▶ **REQUIREMENTS**
In the text on metadata below, who is named as the inventor of the Web and the director of the World Wide Web Consortium?

** Begin TEXT EXCERPT **

Say that you want to find the best price on the Web for that new Kate Bush album. Hell, say you just want to find it. If you had the skill and the inclination, you might write a special-purpose Web crawler that would search out sites like CDNow.com and Tunes.com that sell music online, query them for their price on the album, and then assemble the results for you. Finally, you might have your computer scan the online classifieds to see if anybody in your neighborhood is trying to sell a used copy of the disc at half price.
Although you could write such a program today, it would be a tremendous undertaking. That's because every online shopping site is different; each has its own way of searching for discs and its own way of displaying prices. As for hunting through the classifieds, unless you have a degree in artificial intelligence and natural language, you'll have a hard time writing a computer program that can pick through all that noise to find some meaningful signal.
Today's Web is filled with online information. What's missing is data that describes the data - metadata.
Metadata is more than some new set of HTML tags that says things like "this is a CD title" and "this is a price." As envisioned by Tim Berners-Lee, the inventor of the Web and the director of the World Wide Web Consortium, metadata would be a comprehensive set of standards for describing data about data.
For example, CDNow.com might create a standard set of HTTP queries for searching the company's database and a standard template for sending the data back. Other companies could then implement those same standards. Pretty soon, building a program that could scan the Web for the best prices on discs wouldn't be too hard at all.
"The long-term objective is the automatable Web - basically, to put machine-readable information on the Web," Berners-Lee says. "It could have a very revolutionary effect."
Berners-Lee's vision is that metadata will be used to describe different kinds of provable assertions. One kind of assertion might be "We offer the *Hounds of Love CD for US$9.95." A real-estate agency's Web site might have assertions such as "This house has four bedrooms." Consumer's Union might have an assertion such as "This product is a CU Best Buy." Special metadata documents on the Web would describe the syntax of the assertions and what's meant by vocabulary they use. It's likely that these ontologies won't be created by industry leaders, but by renegades who are trying to attract customers by offering consistently lower prices. Once one company starts offering online information in machine-readable form, others can follow in its footsteps using the same ontology. Pretty soon, even the industry leaders will be forced to compete on price, service, and selection - rather than on glitzy online graphics. Click Geek This to learn more about applied ontology.

** End TEXT EXCERPT **
** Begin PROVIDED RECORDS **

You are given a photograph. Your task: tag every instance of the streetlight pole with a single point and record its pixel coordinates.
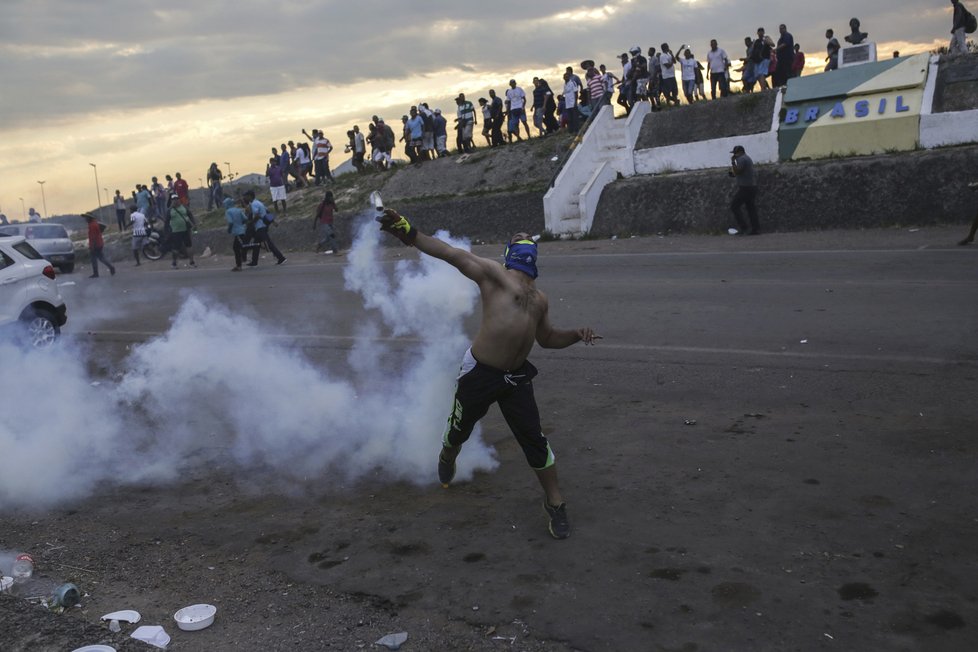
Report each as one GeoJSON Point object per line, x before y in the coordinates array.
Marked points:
{"type": "Point", "coordinates": [44, 201]}
{"type": "Point", "coordinates": [98, 199]}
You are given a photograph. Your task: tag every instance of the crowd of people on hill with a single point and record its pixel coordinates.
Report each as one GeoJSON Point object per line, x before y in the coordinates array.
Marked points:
{"type": "Point", "coordinates": [424, 132]}
{"type": "Point", "coordinates": [656, 76]}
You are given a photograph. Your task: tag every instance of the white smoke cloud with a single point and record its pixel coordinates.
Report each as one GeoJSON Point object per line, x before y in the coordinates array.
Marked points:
{"type": "Point", "coordinates": [217, 388]}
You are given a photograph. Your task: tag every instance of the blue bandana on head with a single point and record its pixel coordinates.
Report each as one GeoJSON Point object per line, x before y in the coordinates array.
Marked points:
{"type": "Point", "coordinates": [522, 256]}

** End PROVIDED RECORDS **

▶ **EXERCISE SOLUTION**
Tim Berners-Lee